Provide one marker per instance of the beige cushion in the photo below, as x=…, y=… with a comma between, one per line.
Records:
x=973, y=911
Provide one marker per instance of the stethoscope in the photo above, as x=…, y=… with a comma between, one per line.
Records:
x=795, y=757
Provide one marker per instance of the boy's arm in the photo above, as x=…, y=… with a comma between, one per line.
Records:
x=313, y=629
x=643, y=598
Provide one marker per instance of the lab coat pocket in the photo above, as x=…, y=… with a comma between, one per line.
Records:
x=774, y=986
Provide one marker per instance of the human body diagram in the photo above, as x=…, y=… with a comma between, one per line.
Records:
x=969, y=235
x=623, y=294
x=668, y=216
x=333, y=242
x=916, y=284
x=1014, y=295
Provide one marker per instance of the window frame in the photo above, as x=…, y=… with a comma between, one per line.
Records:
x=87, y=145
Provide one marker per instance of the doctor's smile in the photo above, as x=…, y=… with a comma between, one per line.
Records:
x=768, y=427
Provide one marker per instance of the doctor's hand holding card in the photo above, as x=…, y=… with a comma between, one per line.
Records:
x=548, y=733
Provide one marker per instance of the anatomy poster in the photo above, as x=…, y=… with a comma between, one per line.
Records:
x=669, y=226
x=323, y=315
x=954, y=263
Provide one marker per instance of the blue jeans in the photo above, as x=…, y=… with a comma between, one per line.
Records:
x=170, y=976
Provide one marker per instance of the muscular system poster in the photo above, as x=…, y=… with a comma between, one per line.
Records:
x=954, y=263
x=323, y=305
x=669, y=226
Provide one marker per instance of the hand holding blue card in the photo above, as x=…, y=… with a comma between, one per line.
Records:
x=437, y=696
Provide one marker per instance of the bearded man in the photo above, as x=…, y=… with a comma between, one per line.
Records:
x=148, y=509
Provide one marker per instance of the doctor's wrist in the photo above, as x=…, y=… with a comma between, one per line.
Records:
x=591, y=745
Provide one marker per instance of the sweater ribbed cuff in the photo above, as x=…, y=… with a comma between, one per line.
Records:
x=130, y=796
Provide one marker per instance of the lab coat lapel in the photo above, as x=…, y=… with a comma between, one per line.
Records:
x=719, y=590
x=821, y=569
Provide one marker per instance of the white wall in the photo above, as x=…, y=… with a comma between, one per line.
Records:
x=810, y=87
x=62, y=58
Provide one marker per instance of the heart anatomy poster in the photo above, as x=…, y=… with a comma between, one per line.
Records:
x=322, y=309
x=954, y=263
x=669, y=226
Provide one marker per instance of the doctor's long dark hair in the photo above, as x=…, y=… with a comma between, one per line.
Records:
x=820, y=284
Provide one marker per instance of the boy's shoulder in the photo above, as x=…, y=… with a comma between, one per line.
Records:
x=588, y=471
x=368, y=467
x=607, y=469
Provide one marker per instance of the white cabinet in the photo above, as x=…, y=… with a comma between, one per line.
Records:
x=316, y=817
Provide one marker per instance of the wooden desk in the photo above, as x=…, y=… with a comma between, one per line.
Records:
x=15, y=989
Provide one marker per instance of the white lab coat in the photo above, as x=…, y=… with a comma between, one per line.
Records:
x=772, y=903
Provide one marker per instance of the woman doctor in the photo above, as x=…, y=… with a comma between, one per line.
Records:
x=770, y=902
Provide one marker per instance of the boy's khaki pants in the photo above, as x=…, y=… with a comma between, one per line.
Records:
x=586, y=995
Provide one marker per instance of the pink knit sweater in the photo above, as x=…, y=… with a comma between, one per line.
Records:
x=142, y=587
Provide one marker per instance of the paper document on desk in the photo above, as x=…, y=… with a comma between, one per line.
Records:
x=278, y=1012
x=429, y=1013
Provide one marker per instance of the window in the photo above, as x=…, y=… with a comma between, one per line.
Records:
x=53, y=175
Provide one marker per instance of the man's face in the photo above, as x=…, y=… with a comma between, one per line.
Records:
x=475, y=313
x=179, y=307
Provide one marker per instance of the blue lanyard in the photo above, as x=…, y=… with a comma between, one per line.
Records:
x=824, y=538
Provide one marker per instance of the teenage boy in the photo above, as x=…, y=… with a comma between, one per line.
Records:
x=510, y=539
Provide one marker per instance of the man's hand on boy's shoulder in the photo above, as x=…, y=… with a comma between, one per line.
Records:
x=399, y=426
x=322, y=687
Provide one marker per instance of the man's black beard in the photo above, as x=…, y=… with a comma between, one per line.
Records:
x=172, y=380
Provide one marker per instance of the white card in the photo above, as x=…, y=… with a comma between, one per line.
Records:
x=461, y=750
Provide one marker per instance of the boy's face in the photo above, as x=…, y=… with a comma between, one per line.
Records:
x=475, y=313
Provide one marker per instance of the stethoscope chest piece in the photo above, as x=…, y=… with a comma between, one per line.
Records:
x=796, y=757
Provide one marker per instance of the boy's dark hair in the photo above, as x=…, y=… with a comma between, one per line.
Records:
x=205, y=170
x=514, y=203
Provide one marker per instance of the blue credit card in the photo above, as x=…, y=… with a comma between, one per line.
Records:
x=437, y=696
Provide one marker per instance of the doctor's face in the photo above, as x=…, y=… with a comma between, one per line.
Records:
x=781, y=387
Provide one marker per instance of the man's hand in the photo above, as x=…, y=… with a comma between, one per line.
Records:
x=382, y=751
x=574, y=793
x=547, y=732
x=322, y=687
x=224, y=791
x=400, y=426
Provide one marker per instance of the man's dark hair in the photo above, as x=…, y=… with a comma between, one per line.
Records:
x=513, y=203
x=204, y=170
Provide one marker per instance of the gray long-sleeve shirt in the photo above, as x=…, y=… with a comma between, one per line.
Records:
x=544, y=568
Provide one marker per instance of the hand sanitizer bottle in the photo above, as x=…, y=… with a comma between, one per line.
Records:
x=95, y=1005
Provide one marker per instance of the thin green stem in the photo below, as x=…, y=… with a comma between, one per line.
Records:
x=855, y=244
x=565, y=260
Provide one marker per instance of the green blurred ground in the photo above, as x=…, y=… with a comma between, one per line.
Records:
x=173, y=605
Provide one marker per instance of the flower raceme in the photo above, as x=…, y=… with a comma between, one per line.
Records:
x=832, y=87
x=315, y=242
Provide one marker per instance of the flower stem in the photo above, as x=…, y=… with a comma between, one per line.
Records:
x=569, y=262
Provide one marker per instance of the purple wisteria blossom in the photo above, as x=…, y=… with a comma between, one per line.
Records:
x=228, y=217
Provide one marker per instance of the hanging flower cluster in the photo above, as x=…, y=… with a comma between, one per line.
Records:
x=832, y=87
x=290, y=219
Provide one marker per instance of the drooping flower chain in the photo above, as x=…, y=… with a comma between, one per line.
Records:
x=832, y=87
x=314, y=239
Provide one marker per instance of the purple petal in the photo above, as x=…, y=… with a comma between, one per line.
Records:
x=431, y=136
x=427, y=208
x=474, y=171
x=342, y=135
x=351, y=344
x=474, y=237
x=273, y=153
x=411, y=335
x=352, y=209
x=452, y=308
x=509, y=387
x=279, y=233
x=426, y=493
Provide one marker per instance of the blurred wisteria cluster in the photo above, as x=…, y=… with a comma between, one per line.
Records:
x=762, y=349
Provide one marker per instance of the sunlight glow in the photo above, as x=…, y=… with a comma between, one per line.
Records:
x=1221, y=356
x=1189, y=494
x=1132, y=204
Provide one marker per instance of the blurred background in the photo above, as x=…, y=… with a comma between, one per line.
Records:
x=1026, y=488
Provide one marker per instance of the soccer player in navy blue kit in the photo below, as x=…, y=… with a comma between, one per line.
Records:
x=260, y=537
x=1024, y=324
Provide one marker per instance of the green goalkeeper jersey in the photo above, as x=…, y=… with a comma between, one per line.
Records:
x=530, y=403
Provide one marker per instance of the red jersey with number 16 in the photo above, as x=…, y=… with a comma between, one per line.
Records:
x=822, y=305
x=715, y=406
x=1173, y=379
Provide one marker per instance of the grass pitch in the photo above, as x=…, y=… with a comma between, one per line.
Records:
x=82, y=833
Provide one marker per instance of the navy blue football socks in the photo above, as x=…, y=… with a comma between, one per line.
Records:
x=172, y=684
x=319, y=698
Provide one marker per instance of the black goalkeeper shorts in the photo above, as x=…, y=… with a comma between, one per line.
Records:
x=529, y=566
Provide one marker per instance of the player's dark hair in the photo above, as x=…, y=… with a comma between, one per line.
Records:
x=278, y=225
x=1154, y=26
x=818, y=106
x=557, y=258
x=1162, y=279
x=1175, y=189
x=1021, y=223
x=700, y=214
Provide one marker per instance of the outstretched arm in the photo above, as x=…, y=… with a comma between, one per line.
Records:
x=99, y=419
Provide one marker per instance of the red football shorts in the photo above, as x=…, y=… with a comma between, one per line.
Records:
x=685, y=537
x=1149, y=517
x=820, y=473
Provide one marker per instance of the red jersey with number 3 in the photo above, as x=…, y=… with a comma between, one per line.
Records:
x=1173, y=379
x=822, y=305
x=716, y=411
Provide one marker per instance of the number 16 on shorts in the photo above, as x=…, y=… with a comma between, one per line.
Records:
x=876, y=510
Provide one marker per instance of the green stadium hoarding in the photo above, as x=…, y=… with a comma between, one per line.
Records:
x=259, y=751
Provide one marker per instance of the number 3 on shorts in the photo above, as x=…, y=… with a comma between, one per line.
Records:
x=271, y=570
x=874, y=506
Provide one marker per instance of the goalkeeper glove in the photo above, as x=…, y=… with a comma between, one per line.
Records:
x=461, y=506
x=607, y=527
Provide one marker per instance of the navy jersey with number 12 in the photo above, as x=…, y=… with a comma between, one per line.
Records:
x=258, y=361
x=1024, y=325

++++++++

What is being asked:
Would you return exactly the lines from the one containing "Provide one marker per instance of the navy jersey" through the end of the listing, both included, and only them?

Finished task:
Provide one marker per instance of the navy jersey with number 12 in the photo above, as x=…, y=… with a comma between, one per line.
Records:
x=258, y=361
x=1024, y=325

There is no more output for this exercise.